### Aim:
Retype the lines in the entries below, from the line containing "Where can the brown" through the line containing "column 238, row 492", character for character.

### Records provided:
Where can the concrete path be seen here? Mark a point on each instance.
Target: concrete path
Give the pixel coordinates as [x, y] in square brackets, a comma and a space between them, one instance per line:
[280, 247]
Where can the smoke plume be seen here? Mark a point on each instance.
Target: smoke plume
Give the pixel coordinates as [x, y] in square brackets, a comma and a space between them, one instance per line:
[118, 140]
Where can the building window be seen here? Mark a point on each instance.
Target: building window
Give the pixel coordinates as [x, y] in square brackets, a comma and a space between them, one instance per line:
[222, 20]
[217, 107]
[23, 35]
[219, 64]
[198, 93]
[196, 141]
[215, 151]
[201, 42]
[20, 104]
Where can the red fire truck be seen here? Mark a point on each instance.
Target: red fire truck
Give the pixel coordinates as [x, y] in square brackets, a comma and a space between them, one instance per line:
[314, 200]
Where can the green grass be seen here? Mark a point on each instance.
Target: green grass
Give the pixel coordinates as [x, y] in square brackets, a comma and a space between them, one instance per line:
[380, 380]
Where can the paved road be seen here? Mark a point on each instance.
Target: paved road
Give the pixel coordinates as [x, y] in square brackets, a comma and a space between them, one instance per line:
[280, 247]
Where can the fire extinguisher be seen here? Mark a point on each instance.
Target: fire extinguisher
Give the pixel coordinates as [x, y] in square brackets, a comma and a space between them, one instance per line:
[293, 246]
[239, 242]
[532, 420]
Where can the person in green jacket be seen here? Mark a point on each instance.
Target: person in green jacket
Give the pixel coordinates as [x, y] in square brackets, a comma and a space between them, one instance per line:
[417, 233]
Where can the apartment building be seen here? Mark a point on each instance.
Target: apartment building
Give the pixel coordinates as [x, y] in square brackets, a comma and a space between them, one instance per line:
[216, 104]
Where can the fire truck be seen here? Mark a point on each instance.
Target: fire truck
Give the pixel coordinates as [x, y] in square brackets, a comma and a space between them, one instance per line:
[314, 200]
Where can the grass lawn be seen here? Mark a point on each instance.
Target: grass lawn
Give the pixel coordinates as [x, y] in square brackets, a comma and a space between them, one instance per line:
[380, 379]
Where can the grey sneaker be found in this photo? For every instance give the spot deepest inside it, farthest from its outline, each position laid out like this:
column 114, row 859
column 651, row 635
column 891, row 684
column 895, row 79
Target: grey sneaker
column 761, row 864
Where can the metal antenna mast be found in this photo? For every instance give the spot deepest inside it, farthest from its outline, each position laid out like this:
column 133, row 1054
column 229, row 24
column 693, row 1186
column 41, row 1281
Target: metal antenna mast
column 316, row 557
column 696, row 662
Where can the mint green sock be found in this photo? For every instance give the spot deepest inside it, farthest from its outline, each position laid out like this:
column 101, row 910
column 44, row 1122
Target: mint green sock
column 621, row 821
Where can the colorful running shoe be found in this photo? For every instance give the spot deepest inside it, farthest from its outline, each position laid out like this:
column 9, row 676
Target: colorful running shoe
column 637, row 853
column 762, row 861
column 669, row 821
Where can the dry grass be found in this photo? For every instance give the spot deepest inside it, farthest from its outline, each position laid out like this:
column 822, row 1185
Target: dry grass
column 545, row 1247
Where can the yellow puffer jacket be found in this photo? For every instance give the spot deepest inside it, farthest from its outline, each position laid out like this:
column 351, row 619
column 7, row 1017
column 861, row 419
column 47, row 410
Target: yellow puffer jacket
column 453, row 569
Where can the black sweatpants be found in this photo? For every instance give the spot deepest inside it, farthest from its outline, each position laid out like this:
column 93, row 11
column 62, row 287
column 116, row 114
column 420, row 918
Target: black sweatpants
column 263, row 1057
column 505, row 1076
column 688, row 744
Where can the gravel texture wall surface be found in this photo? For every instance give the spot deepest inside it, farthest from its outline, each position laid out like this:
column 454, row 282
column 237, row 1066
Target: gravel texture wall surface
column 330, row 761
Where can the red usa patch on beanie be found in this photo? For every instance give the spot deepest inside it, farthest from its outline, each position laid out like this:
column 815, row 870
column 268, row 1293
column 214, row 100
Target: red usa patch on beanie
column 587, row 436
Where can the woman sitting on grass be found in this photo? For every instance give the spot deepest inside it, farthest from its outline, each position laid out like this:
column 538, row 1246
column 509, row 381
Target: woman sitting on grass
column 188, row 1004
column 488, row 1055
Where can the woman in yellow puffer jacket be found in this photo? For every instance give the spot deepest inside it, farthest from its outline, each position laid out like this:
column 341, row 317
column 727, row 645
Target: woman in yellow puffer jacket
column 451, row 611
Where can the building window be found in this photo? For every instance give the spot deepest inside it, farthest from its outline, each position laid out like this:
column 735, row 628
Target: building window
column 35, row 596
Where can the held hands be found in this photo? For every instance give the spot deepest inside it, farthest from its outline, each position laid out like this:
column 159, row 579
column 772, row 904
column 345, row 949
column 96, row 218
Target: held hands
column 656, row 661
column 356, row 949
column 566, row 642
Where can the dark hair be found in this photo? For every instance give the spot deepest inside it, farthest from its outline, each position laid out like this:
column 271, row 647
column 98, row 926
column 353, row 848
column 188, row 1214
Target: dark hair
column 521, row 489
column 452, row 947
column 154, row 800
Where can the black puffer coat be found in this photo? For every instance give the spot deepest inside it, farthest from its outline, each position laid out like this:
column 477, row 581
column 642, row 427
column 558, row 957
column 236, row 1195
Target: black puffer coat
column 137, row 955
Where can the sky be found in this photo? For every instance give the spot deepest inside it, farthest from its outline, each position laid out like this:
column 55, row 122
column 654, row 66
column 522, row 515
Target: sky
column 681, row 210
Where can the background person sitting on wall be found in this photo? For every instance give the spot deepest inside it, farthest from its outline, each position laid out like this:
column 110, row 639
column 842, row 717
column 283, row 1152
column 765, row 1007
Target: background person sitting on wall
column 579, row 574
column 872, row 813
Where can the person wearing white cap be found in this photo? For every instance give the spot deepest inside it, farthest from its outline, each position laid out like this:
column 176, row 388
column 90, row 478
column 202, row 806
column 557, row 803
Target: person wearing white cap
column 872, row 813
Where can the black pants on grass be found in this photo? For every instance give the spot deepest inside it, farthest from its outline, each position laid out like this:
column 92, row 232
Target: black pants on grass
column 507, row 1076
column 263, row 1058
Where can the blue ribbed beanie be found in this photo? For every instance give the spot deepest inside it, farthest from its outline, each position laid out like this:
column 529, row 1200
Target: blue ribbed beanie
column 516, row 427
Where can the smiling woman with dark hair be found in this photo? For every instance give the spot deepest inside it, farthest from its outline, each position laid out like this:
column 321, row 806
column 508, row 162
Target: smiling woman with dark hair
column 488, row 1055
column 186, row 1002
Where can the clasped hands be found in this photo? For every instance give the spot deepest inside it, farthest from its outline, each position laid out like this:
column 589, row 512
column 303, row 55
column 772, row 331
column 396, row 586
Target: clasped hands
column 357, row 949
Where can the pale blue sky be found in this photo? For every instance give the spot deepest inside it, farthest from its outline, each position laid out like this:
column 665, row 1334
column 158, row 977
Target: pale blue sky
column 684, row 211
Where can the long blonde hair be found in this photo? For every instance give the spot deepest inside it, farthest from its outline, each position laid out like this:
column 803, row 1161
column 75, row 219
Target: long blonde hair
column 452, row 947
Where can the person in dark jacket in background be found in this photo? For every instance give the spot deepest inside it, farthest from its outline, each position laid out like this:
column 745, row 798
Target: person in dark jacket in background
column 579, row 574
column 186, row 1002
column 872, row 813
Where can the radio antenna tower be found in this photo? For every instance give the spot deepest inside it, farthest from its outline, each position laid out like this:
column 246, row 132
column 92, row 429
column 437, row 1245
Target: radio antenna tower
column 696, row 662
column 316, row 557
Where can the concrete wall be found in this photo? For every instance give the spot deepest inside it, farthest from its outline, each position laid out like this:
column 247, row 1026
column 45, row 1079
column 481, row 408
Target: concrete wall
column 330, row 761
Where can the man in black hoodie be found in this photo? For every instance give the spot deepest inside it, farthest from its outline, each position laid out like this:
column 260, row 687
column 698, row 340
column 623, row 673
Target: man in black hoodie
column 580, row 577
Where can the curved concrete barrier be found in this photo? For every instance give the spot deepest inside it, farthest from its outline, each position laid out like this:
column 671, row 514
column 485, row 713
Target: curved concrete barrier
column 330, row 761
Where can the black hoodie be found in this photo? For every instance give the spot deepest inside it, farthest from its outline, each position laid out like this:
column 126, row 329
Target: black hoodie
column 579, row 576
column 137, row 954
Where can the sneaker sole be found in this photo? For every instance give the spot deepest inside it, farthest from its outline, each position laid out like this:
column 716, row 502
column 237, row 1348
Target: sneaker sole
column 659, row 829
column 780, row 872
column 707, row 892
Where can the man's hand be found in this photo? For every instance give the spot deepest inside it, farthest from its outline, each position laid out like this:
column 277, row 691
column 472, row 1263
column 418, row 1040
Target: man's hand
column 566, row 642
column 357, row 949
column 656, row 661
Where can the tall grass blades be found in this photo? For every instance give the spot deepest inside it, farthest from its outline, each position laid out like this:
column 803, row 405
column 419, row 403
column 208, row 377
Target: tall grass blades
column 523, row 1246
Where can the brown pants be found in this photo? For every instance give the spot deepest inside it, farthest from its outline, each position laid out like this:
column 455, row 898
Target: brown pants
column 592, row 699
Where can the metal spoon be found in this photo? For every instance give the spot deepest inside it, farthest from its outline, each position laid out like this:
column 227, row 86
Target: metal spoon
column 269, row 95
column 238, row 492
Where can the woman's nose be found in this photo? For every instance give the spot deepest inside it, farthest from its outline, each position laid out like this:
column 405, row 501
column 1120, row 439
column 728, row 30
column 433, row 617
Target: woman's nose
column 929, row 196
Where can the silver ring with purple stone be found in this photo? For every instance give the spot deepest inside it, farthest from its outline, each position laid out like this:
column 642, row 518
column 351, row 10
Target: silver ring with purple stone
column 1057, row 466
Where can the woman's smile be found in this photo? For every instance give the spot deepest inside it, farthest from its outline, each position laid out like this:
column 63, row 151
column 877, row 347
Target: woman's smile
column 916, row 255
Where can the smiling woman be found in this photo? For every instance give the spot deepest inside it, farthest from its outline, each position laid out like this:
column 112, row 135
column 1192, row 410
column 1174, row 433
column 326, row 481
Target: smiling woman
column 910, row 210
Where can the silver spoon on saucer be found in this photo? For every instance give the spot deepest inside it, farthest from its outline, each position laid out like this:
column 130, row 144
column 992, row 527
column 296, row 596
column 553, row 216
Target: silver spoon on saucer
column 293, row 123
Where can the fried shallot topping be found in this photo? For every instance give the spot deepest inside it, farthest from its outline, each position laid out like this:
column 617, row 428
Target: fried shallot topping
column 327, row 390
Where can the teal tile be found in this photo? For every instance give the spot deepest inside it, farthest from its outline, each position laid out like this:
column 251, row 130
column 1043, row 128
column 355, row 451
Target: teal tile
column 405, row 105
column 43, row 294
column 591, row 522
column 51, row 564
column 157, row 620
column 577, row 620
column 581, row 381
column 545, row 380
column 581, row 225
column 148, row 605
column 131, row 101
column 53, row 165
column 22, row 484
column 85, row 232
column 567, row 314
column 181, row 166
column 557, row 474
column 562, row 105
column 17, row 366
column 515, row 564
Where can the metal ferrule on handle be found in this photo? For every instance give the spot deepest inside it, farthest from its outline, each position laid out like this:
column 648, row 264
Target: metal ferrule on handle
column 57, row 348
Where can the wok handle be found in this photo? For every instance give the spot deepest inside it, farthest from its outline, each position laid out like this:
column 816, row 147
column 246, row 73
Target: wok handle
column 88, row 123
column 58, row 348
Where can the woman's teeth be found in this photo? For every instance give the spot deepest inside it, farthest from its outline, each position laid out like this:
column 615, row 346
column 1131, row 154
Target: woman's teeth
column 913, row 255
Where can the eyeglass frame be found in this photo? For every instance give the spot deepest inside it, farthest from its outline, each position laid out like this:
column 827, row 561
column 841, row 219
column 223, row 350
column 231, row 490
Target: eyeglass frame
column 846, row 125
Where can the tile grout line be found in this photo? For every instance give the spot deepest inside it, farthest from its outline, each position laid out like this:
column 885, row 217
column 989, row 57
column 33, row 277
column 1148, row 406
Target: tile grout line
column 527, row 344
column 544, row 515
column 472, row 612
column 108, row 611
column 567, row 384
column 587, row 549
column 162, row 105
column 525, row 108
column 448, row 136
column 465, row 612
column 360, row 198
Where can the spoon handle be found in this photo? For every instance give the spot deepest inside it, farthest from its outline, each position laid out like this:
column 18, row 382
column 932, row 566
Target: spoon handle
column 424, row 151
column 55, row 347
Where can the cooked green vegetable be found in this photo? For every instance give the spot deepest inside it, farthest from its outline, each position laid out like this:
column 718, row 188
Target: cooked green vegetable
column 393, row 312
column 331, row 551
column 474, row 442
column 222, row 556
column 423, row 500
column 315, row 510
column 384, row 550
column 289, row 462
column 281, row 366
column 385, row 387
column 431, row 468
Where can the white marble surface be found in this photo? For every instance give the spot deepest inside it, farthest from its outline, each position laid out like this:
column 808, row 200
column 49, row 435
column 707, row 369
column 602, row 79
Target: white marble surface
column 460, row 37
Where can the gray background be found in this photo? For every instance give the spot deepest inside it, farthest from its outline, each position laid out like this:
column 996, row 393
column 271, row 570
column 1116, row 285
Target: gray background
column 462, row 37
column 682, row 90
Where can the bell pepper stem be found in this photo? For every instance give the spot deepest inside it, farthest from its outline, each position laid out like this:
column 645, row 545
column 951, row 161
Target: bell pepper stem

### Answer to this exercise:
Where can the brown pants be found in this photo? For every instance give the spot deepest inside it, farthest from its outline, each position laid out like this:
column 455, row 898
Target: brown pants
column 592, row 699
Where can the metal spoon be found in this photo? For every instance give the spot deepest inside it, farthest from its outline, each position laid out like this:
column 227, row 86
Target: metal spoon
column 269, row 95
column 238, row 492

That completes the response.